Directions
Write the next part of the mailing-list discussion about the vfio_pci_mmap_fault() patch, picking up right after its final words.

Jason Gunthorpe June 28, 2021, 5:30 p.m. UTC | #2

On Mon, Jun 28, 2021 at 10:46:53AM -0600, Alex Williamson wrote:
> On Wed, 10 Mar 2021 11:58:07 -0700
> Alex Williamson <alex.williamson@redhat.com> wrote:
> 
> > vfio_pci_mmap_fault() incorrectly makes use of io_remap_pfn_range()
> > from within a vm_ops fault handler.  This function will trigger a
> > BUG_ON if it encounters a populated pte within the remapped range,
> > where any fault is meant to populate the entire vma.  Concurrent
> > inflight faults to the same vma will therefore hit this issue,
> > triggering traces such as:

If it is just about concurrancy can the vma_lock enclose
io_remap_pfn_range() ?

> IIRC, there were no blocking issues on this patch as an interim fix to
> resolve the concurrent fault issues with io_remap_pfn_range().
> Unfortunately it also got no Reviewed-by or Tested-by feedback.  I'd
> like to put this in for v5.14 (should have gone in earlier).  Any final
> comments?  Thanks,

I assume there is a reason why vm_lock can't be used here, so I
wouldn't object, though I don't especially like the loss of tracking
either.

Jason

Alex Williamson June 28, 2021, 6:36 p.m. UTC | #3

On Mon, 28 Jun 2021 14:30:28 -0300
Jason Gunthorpe <jgg@nvidia.com> wrote:

> On Mon, Jun 28, 2021 at 10:46:53AM -0600, Alex Williamson wrote:
> > On Wed, 10 Mar 2021 11:58:07 -0700
> > Alex Williamson <alex.williamson@redhat.com> wrote:
> >   
> > > vfio_pci_mmap_fault() incorrectly makes use of io_remap_pfn_range()
> > > from within a vm_ops fault handler.  This function will trigger a
> > > BUG_ON if it encounters a populated pte within the remapped range,
> > > where any fault is meant to populate the entire vma.  Concurrent
> > > inflight faults to the same vma will therefore hit this issue,
> > > triggering traces such as:  
> 
> If it is just about concurrancy can the vma_lock enclose
> io_remap_pfn_range() ?

We could extend vma_lock around io_remap_pfn_range(), but that alone
would just block the concurrent faults to the same vma and once we
released them they'd still hit the BUG_ON in io_remap_pfn_range()

Supplied data
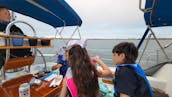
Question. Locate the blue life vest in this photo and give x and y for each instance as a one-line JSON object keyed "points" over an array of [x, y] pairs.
{"points": [[139, 71], [64, 67]]}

Reply to the exercise
because the page is no longer pte_none().  We'd need to combine that
with something like __vfio_pci_add_vma() returning -EEXIST to skip the
io_remap_pfn_range(), but I've been advised that we shouldn't be
calling io_remap_pfn_range() from within the fault handler anyway, we
should be using something like vmf_insert_pfn() instead, which I
understand can be called safely in the same situation.  That's rather
the testing I was hoping someone who reproduced the issue previously
could validate.

> > IIRC, there were no blocking issues on this patch as an interim fix to
> > resolve the concurrent fault issues with io_remap_pfn_range().
> > Unfortunately it also got no Reviewed-by or Tested-by feedback.  I'd
> > like to put this in for v5.14 (should have gone in earlier).  Any final
> > comments?  Thanks,  
> 
> I assume there is a reason why vm_lock can't be used here, so I
> wouldn't object, though I don't especially like the loss of tracking
> either.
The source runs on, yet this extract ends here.